##### Text excerpt

As America continues to struggle with a widespread opioid crisis — the nation’s deadliest drug abuse problem ever, one sparked and continually fueled by pharmaceutical companies with seven-figure lobbying budgets — and private prisons pile profits hand-over-fist for incarcerating non-violent drug offenders, the weight of largely anecdotal evidence purporting cannabis users to be lazy or harmful does not stack up.

“The big-picture view is that the vast majority of people who use cannabis are not going to be problematic users,” Jolene Forman, an attorney at the Drug Policy Alliance, told The Atlantic. “They’re not going to have a cannabis-use disorder. They’re going to have a healthy relationship with it. And criminalization actually increases the harms related to cannabis, and so having a strictly regulated market where there can be limits on advertising, where only adults can purchase cannabis, and where you’re going to get a wide variety of products makes sense.”

In a Twitter thread presenting rebuttals to a number of the article’s central claims, Forman’s Drug Policy Alliance colleague Sheila Vakharia clarified the difference between frequent use and use disorders, contextualized cannabis addiction issues outside of legalization, and presented a study that plainly refutes the 2015 JAMA research.

“First of all, this piece reiterates the myth that legalizers somehow don't think cannabis/marijuana use can be harmful,” Vakharia argued. “No one has ever said that. However, we DO say that the harms of prohibition and its collateral effects are why legalization is important. There are absolutely problematic players advocating for policy reform — we live in a capitalist society with no publicly funded campaign system. Special interest money influences all legislation in US. Marijuana policy is no exception.”

##########
##### Records

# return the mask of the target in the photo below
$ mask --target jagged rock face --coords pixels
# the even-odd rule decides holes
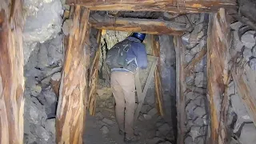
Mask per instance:
[[[62,35],[38,43],[25,66],[24,143],[55,143],[58,98],[51,79],[62,70]]]
[[[23,31],[25,63],[37,42],[55,38],[61,31],[63,13],[60,0],[25,0],[26,16]]]
[[[207,46],[207,14],[190,14],[194,23],[194,30],[182,36],[186,46],[185,62],[189,65],[198,57]],[[208,126],[206,113],[207,87],[206,56],[194,66],[192,74],[186,78],[187,92],[186,98],[186,138],[185,144],[205,143]]]

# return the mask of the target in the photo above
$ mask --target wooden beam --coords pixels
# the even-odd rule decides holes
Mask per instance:
[[[0,143],[23,143],[22,1],[0,6]]]
[[[188,30],[186,25],[158,19],[110,18],[94,14],[90,18],[90,25],[96,29],[151,34],[182,35]]]
[[[202,13],[236,6],[235,0],[67,0],[68,5],[82,5],[91,10],[166,11]]]
[[[164,115],[162,106],[162,89],[161,78],[161,66],[160,66],[160,43],[158,35],[151,35],[152,40],[152,55],[158,58],[157,67],[154,70],[154,90],[155,90],[155,102],[158,113],[161,116]]]
[[[210,16],[207,39],[207,97],[210,102],[211,143],[226,143],[225,119],[228,96],[228,50],[230,46],[230,23],[224,9]]]
[[[85,118],[86,55],[90,11],[75,6],[62,74],[56,118],[57,143],[82,143]]]
[[[185,138],[185,47],[182,46],[181,37],[174,38],[176,52],[176,107],[178,122],[178,144],[183,144]]]
[[[90,115],[95,115],[96,109],[96,92],[97,92],[97,84],[98,84],[98,61],[99,61],[99,53],[101,49],[101,38],[102,38],[102,30],[98,30],[97,42],[98,45],[98,50],[96,50],[95,57],[92,63],[92,67],[90,72],[90,92],[88,96],[88,109]]]

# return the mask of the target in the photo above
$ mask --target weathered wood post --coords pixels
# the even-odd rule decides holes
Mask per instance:
[[[162,78],[160,67],[160,43],[159,38],[157,35],[152,35],[152,53],[154,56],[158,58],[157,67],[154,71],[154,89],[155,89],[155,102],[158,113],[161,116],[164,115],[162,105]]]
[[[90,10],[80,6],[74,6],[73,10],[73,27],[66,50],[56,118],[56,141],[62,144],[82,143],[87,98],[86,59],[90,54],[84,48],[89,45]]]
[[[0,2],[0,143],[23,143],[22,1]]]
[[[210,102],[210,139],[207,143],[226,143],[228,50],[230,24],[224,9],[210,15],[207,39],[207,98]]]

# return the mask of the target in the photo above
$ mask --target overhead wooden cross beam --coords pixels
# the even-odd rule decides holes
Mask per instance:
[[[22,2],[5,0],[0,4],[0,143],[2,144],[23,143]]]
[[[151,34],[182,35],[188,30],[186,25],[157,19],[110,18],[98,14],[90,17],[90,25],[96,29],[142,32]]]
[[[210,16],[207,39],[207,97],[210,102],[210,142],[226,143],[228,50],[230,30],[224,9]]]
[[[66,3],[82,5],[91,10],[206,13],[234,7],[236,0],[67,0]]]

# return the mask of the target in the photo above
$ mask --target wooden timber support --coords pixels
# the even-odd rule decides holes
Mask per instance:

##########

*The task*. Repeat the part of the text on cannabis policy between "As America continues" and "not stack up.", inclusive. The listing has nothing to do with what comes next.

*Solved problem*.
As America continues to struggle with a widespread opioid crisis — the nation’s deadliest drug abuse problem ever, one sparked and continually fueled by pharmaceutical companies with seven-figure lobbying budgets — and private prisons pile profits hand-over-fist for incarcerating non-violent drug offenders, the weight of largely anecdotal evidence purporting cannabis users to be lazy or harmful does not stack up.